(Spatial localization data)
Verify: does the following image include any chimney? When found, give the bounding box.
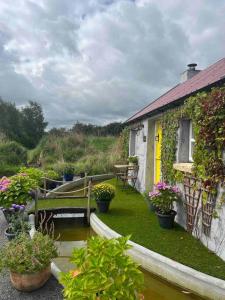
[181,63,201,83]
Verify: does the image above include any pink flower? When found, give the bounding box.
[171,186,180,194]
[0,177,11,192]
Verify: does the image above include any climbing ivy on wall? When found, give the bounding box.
[161,108,183,183]
[161,86,225,187]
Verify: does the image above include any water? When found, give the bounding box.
[52,217,203,300]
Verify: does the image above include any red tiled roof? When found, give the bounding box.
[127,58,225,123]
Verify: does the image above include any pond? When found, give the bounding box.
[52,217,204,300]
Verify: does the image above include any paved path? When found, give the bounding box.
[0,212,63,300]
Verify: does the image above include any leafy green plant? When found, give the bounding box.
[60,235,144,300]
[0,232,58,274]
[92,183,115,202]
[0,141,27,165]
[64,164,75,175]
[128,156,138,164]
[19,167,44,185]
[45,169,59,180]
[0,173,37,208]
[6,213,31,235]
[149,182,180,214]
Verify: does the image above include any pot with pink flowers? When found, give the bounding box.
[149,182,180,229]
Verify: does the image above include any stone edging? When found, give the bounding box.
[90,213,225,300]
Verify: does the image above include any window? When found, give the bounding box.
[189,121,195,162]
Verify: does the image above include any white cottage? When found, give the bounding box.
[126,57,225,260]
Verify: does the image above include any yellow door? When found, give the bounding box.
[154,121,162,184]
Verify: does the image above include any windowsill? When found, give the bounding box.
[173,163,193,174]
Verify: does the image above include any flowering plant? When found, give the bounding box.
[92,183,115,202]
[0,232,58,274]
[149,182,180,214]
[0,174,37,208]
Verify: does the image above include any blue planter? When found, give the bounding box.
[64,174,74,181]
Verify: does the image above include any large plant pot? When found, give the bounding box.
[5,228,16,241]
[64,174,74,181]
[96,201,111,213]
[156,210,177,229]
[10,265,51,292]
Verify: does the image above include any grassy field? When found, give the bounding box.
[97,179,225,280]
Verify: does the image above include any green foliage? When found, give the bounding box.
[45,169,59,180]
[92,183,115,202]
[60,235,144,300]
[20,101,48,148]
[0,99,47,149]
[0,141,27,165]
[161,108,183,183]
[0,173,37,208]
[19,167,44,185]
[0,232,58,274]
[7,213,31,235]
[63,164,75,175]
[183,88,225,183]
[128,155,138,164]
[149,183,180,214]
[0,164,20,177]
[161,86,225,185]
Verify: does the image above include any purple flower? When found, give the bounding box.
[149,190,160,198]
[171,186,180,194]
[155,182,167,190]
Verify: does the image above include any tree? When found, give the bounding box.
[21,101,48,148]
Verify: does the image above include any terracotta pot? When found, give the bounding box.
[10,265,51,292]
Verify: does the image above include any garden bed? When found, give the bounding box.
[97,179,225,280]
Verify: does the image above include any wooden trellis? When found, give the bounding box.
[201,188,217,236]
[183,174,202,233]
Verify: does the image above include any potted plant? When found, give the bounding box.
[149,182,180,229]
[45,170,60,190]
[0,174,37,222]
[0,232,58,292]
[128,156,138,165]
[5,211,31,241]
[60,235,144,299]
[92,183,115,213]
[63,164,75,181]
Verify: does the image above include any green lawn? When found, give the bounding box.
[35,198,93,210]
[97,179,225,280]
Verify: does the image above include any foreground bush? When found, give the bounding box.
[60,235,144,300]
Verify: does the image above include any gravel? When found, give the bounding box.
[0,211,63,300]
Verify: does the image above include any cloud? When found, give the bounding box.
[0,0,224,127]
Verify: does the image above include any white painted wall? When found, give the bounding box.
[129,119,148,192]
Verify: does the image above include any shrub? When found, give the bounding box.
[92,183,115,202]
[63,164,75,175]
[60,235,144,300]
[128,156,138,164]
[19,167,44,185]
[0,232,58,274]
[149,182,180,214]
[0,141,27,165]
[45,169,59,180]
[0,164,20,177]
[0,173,37,208]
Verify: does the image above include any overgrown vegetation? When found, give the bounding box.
[0,97,129,176]
[161,86,225,186]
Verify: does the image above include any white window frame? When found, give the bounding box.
[189,121,195,162]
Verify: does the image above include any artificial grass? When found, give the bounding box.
[31,198,96,211]
[97,179,225,281]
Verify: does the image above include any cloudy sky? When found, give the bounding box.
[0,0,224,127]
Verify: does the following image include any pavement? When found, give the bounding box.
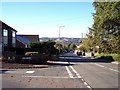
[111,61,119,64]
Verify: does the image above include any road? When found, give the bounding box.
[1,52,119,89]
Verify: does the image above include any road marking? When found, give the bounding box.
[26,71,35,74]
[77,75,82,78]
[69,65,92,89]
[87,86,92,89]
[84,82,88,85]
[109,68,119,72]
[69,66,82,79]
[81,79,84,81]
[94,63,119,73]
[94,63,105,68]
[33,65,48,68]
[69,66,78,73]
[3,70,25,74]
[23,76,70,79]
[65,66,74,78]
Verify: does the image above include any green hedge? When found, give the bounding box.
[28,41,55,49]
[95,54,120,62]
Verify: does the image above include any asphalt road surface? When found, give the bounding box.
[1,52,119,90]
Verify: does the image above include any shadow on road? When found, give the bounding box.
[0,70,8,74]
[1,55,114,69]
[47,62,73,66]
[58,56,114,63]
[46,55,114,67]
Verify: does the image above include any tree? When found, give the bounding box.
[87,1,120,53]
[67,43,76,50]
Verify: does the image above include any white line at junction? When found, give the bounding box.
[26,71,35,74]
[69,65,92,90]
[65,66,74,78]
[23,76,70,79]
[69,66,81,78]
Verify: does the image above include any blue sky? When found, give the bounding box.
[1,2,95,38]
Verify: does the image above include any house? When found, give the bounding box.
[16,35,39,48]
[0,21,40,62]
[0,21,17,54]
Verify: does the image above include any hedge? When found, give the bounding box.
[10,48,59,55]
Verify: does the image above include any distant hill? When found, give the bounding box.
[39,37,83,45]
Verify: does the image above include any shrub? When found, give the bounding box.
[2,52,16,63]
[95,54,120,62]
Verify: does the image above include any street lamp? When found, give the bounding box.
[59,25,65,53]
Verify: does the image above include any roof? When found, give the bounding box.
[16,36,30,45]
[17,35,39,42]
[0,21,17,32]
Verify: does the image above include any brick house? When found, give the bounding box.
[0,21,17,55]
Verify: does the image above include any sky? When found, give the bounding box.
[1,1,95,38]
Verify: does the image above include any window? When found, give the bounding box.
[3,29,8,36]
[3,29,8,51]
[3,29,8,45]
[12,31,16,47]
[0,29,2,43]
[0,29,2,52]
[0,43,2,52]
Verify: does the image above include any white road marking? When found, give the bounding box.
[23,76,70,79]
[87,86,92,89]
[94,63,119,73]
[69,65,92,89]
[33,65,48,68]
[94,63,105,68]
[84,82,88,85]
[65,66,74,78]
[69,66,82,79]
[4,71,17,73]
[4,70,25,74]
[81,79,84,81]
[26,71,35,74]
[69,66,78,74]
[77,75,82,78]
[109,68,119,72]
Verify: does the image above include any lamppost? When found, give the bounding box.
[59,25,65,53]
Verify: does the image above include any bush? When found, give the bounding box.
[110,54,120,62]
[2,52,16,63]
[9,41,59,64]
[95,54,120,62]
[10,48,55,55]
[16,54,48,64]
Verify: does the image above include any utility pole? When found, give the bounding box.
[59,25,65,53]
[82,33,83,39]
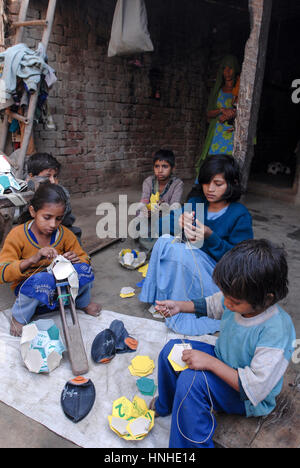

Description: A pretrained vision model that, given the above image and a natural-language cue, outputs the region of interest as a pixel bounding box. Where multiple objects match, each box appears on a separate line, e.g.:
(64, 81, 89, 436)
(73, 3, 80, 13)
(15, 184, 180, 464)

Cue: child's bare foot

(82, 302, 102, 317)
(10, 317, 24, 337)
(149, 397, 160, 417)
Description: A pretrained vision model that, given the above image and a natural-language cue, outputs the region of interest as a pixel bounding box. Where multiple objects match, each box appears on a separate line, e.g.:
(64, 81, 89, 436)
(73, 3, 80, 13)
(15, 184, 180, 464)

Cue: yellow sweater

(0, 221, 91, 291)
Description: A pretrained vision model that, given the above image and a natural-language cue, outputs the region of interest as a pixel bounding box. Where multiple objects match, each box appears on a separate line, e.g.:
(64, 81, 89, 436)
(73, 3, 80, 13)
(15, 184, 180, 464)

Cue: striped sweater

(0, 221, 90, 291)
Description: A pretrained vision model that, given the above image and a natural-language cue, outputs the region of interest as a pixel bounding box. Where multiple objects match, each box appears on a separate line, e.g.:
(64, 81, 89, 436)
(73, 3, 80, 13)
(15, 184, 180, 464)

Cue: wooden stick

(0, 0, 6, 52)
(57, 283, 89, 376)
(12, 20, 48, 28)
(15, 0, 58, 178)
(14, 0, 30, 44)
(6, 109, 30, 125)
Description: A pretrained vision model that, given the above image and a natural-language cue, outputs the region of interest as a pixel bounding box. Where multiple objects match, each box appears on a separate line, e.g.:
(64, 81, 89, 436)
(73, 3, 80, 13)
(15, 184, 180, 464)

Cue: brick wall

(5, 0, 249, 195)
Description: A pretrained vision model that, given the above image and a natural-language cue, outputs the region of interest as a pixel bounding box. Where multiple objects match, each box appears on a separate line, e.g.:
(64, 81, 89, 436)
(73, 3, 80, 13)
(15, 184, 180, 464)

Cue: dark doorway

(249, 0, 300, 190)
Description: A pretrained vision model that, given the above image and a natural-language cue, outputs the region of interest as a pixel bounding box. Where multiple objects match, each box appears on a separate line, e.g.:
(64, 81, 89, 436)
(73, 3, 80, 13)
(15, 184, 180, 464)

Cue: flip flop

(61, 376, 96, 423)
(91, 328, 116, 363)
(109, 319, 138, 354)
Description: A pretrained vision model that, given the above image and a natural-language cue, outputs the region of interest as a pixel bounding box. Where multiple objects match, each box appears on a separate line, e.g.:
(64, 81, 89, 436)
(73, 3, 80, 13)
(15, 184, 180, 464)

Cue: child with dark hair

(188, 152, 242, 202)
(0, 183, 101, 337)
(27, 152, 61, 183)
(140, 154, 253, 336)
(26, 152, 81, 241)
(140, 149, 183, 213)
(137, 149, 183, 252)
(152, 239, 296, 448)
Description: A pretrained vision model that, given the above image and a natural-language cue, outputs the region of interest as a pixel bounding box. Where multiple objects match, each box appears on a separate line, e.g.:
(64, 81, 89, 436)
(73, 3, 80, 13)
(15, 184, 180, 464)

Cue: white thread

(176, 370, 215, 445)
(164, 308, 215, 444)
(163, 232, 214, 444)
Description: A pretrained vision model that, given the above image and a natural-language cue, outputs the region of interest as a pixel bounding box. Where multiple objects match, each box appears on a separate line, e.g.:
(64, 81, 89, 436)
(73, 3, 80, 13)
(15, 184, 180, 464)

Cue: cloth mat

(0, 308, 217, 448)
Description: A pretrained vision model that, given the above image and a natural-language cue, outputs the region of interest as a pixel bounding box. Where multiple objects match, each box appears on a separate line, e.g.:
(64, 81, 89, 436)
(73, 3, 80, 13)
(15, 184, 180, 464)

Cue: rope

(162, 234, 215, 445)
(176, 370, 215, 445)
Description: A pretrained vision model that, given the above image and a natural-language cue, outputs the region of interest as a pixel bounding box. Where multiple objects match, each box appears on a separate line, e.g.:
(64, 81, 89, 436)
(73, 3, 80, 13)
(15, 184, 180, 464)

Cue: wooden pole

(0, 0, 6, 52)
(14, 0, 30, 44)
(233, 0, 273, 190)
(12, 19, 48, 28)
(0, 0, 30, 153)
(0, 0, 8, 152)
(15, 0, 57, 178)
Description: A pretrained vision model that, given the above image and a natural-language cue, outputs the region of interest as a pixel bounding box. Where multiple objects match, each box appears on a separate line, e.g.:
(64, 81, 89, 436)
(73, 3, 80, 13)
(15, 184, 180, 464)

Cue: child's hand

(181, 214, 212, 243)
(179, 211, 194, 230)
(20, 247, 58, 273)
(137, 203, 148, 218)
(219, 108, 236, 123)
(63, 251, 80, 263)
(35, 247, 58, 263)
(155, 300, 181, 318)
(183, 217, 203, 243)
(179, 211, 198, 241)
(182, 349, 215, 371)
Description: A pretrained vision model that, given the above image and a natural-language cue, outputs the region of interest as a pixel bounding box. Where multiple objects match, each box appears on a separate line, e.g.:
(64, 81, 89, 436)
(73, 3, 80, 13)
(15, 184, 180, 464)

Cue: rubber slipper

(91, 328, 116, 363)
(61, 376, 96, 423)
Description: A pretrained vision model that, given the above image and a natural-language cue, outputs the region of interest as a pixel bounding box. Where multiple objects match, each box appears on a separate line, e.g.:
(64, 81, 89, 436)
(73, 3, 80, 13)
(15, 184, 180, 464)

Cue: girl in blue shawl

(139, 154, 253, 336)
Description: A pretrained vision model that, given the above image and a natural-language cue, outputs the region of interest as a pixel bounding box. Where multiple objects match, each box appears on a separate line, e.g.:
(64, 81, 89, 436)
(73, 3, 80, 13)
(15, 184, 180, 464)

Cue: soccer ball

(267, 162, 291, 175)
(20, 319, 65, 374)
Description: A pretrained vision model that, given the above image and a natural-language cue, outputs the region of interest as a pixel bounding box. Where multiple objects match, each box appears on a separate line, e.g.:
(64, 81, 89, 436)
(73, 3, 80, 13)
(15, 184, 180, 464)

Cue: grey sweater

(141, 175, 184, 206)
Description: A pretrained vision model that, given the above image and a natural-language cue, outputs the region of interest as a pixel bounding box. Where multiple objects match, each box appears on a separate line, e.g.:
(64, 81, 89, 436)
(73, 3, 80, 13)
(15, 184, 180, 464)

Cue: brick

(5, 0, 214, 194)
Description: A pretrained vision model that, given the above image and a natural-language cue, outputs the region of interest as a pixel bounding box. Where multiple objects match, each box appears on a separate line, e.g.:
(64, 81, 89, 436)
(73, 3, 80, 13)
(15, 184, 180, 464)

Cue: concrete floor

(0, 185, 299, 448)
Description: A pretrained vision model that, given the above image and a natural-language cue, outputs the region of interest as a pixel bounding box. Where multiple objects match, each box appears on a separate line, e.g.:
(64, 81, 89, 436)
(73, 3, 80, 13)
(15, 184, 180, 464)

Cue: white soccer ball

(20, 319, 65, 374)
(267, 162, 283, 175)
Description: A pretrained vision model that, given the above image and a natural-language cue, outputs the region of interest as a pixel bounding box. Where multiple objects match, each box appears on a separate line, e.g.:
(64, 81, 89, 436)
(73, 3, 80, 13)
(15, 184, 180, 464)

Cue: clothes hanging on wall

(0, 43, 57, 154)
(0, 42, 56, 105)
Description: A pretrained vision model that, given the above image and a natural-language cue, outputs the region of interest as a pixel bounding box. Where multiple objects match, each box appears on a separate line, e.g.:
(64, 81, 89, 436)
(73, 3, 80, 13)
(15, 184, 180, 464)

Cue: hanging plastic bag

(108, 0, 154, 57)
(0, 152, 23, 195)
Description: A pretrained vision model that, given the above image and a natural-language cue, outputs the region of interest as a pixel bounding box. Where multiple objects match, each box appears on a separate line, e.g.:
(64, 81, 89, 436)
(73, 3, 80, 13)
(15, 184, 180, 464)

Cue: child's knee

(177, 369, 210, 402)
(78, 282, 92, 294)
(11, 294, 40, 324)
(177, 369, 196, 394)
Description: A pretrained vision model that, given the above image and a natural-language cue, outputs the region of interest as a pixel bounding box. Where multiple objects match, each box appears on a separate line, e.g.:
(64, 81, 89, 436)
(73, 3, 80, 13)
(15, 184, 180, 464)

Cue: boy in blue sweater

(153, 239, 296, 448)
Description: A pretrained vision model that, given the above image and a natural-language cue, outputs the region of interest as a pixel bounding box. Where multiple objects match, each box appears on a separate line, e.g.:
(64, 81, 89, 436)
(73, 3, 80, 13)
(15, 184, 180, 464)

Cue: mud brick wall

(5, 0, 248, 195)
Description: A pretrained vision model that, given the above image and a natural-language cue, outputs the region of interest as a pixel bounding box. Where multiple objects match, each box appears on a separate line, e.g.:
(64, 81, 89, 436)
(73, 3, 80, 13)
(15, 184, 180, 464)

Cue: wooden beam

(0, 0, 6, 52)
(14, 0, 30, 44)
(15, 0, 57, 178)
(0, 208, 14, 248)
(233, 0, 273, 189)
(12, 19, 48, 28)
(6, 109, 30, 125)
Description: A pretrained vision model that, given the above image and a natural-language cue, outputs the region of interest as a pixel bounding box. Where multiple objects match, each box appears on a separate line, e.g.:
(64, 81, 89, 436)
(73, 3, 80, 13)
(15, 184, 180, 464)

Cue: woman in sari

(195, 55, 240, 177)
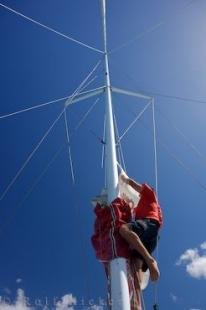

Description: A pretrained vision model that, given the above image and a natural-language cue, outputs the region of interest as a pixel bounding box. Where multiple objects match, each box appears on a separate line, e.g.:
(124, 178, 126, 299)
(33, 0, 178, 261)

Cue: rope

(64, 110, 75, 184)
(0, 2, 103, 54)
(118, 101, 152, 143)
(109, 0, 196, 55)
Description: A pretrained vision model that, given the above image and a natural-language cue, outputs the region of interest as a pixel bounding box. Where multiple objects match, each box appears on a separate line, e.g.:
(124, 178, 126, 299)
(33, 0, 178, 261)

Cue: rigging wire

(0, 143, 65, 238)
(0, 59, 102, 201)
(0, 75, 98, 121)
(139, 120, 206, 193)
(109, 60, 206, 169)
(110, 22, 163, 55)
(113, 111, 127, 173)
(65, 59, 102, 107)
(144, 90, 206, 106)
(79, 75, 98, 93)
(109, 0, 196, 55)
(69, 98, 104, 145)
(156, 106, 206, 166)
(0, 96, 68, 120)
(64, 110, 75, 184)
(109, 57, 206, 106)
(71, 186, 93, 303)
(0, 107, 65, 201)
(73, 98, 99, 132)
(0, 2, 103, 54)
(117, 101, 152, 143)
(63, 99, 103, 301)
(115, 94, 206, 193)
(152, 99, 159, 198)
(0, 146, 92, 306)
(151, 98, 159, 308)
(0, 74, 100, 122)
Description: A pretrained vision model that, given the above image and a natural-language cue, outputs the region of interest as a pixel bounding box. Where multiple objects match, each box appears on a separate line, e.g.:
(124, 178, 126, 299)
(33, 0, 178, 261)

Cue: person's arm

(120, 174, 143, 193)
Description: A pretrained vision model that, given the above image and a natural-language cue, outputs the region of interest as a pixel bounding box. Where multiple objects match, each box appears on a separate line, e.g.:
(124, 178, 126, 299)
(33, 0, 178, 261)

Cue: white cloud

(186, 256, 206, 279)
(200, 242, 206, 250)
(15, 279, 22, 284)
(55, 294, 76, 310)
(176, 248, 199, 266)
(0, 289, 32, 310)
(177, 242, 206, 279)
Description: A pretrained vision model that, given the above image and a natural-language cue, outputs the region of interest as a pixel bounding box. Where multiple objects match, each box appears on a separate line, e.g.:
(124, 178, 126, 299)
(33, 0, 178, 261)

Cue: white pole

(100, 1, 131, 309)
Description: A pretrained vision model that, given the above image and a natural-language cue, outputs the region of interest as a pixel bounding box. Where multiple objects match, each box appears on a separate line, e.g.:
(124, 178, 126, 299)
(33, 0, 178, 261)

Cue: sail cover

(91, 171, 140, 261)
(91, 197, 131, 261)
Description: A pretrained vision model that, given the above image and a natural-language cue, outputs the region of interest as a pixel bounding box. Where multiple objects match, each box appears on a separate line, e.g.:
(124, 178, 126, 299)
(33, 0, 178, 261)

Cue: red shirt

(134, 183, 163, 226)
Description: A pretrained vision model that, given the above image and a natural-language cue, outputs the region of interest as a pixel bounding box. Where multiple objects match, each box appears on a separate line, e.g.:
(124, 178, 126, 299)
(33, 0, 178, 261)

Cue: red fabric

(135, 183, 163, 226)
(91, 197, 131, 261)
(91, 185, 163, 262)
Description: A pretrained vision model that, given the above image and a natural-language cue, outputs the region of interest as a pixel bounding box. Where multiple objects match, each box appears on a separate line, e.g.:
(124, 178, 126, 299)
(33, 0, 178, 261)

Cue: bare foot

(147, 258, 160, 281)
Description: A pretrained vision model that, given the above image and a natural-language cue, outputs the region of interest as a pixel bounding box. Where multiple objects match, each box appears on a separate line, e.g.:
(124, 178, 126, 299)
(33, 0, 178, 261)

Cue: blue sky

(0, 0, 206, 309)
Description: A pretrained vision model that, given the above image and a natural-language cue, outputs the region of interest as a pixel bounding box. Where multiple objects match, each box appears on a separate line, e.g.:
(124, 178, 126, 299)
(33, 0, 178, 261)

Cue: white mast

(100, 1, 131, 309)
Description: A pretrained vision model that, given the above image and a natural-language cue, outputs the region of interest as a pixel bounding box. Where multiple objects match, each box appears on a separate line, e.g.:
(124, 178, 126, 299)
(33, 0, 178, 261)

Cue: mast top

(100, 0, 108, 54)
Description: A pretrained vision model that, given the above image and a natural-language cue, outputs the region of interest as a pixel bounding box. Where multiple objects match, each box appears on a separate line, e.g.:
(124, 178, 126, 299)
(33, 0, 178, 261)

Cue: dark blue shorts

(130, 219, 159, 271)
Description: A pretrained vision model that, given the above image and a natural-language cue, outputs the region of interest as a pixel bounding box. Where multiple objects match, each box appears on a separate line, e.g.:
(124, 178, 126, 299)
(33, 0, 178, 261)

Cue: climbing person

(119, 174, 163, 309)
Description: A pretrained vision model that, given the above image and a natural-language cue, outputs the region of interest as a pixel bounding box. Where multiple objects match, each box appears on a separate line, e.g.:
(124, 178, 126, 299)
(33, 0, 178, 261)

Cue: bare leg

(119, 224, 160, 281)
(130, 257, 143, 310)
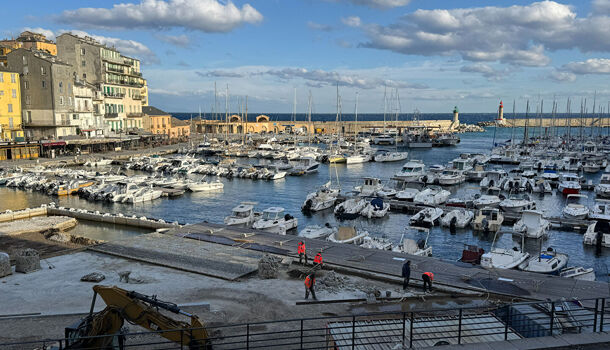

◆ WORK INSTRUCTIONS:
Each line from the one containing "Cue: climbing person" through the last line of the entries above should be duplicated exactly, both included; leave out pictures and add nothing.

◆ RESULT FOR THIS TASK:
Cue: climbing person

(119, 174, 163, 309)
Description: A pretrained vision model that, given the above image and a natural-language cue, outputs the region of interest as a pixel bounding box. Where multiple objects match, each box appears on a separate line, e.g.:
(124, 178, 126, 299)
(33, 0, 178, 261)

Cue: bare leg

(119, 224, 160, 281)
(130, 257, 143, 310)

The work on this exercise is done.